■ What the task asks
Rewrite the material from the line with "Object detection labeling — target class: cyclist's helmet." through the end of the material, changing "partially hidden" to "partly obscured" and leaving everything else unchanged.

■ Data listing
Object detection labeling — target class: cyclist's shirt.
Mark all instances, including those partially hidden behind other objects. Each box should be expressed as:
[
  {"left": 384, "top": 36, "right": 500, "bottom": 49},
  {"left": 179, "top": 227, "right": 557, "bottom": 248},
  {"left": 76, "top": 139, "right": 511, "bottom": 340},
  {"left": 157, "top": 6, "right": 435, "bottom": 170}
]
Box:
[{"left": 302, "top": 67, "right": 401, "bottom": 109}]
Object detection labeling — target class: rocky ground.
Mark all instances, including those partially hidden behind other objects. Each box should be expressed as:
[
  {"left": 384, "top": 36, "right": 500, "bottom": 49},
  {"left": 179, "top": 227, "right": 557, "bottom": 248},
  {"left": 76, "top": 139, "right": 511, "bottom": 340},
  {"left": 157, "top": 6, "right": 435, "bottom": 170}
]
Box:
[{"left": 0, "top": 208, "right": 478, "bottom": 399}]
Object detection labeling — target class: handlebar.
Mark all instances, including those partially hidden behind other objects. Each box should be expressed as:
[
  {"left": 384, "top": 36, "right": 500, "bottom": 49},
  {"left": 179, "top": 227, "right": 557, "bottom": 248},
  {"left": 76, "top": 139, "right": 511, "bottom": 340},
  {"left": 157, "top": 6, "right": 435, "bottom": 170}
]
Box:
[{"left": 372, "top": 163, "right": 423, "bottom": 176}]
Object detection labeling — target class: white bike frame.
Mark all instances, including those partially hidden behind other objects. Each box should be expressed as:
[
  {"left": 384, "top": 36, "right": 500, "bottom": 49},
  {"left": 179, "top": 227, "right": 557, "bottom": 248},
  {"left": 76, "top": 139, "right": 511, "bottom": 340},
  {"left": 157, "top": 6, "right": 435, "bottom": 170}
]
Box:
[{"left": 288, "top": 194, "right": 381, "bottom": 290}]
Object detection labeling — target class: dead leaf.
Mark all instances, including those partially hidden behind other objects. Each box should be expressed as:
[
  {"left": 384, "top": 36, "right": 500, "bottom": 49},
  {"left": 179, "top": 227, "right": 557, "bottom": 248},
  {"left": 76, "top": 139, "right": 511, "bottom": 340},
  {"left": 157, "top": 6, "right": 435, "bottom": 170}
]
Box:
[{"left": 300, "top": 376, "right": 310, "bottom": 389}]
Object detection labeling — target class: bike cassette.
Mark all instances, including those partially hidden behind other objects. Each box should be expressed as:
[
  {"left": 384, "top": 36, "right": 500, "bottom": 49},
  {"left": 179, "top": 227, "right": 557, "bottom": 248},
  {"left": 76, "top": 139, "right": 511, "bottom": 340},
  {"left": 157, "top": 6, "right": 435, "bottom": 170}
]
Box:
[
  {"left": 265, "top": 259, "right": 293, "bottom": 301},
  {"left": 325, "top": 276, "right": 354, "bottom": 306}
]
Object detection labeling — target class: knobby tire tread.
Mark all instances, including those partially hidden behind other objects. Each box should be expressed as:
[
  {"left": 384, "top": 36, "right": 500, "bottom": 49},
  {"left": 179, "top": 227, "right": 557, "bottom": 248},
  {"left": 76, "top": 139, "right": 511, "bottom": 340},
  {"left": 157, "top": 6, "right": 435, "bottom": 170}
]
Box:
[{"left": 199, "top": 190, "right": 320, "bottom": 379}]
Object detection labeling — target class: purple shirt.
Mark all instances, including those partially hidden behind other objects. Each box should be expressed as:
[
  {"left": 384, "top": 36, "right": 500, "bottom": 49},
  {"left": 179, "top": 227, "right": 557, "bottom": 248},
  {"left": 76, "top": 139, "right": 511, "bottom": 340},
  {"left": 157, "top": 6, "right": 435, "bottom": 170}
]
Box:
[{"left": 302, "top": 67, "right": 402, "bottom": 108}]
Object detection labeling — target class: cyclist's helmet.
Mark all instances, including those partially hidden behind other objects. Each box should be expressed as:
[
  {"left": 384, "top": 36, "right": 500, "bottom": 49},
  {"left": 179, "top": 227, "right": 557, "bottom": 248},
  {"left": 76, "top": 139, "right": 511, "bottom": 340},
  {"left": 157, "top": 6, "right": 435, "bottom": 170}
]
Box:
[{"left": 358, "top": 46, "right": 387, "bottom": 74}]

■ Written solution
Object detection labeling — target class: cyclist's helmet.
Mark all instances, including those partly obscured behind other objects. Each box should be expressed as:
[
  {"left": 384, "top": 36, "right": 500, "bottom": 49},
  {"left": 179, "top": 227, "right": 557, "bottom": 248},
  {"left": 76, "top": 139, "right": 511, "bottom": 340},
  {"left": 157, "top": 6, "right": 435, "bottom": 170}
]
Box:
[{"left": 358, "top": 46, "right": 387, "bottom": 74}]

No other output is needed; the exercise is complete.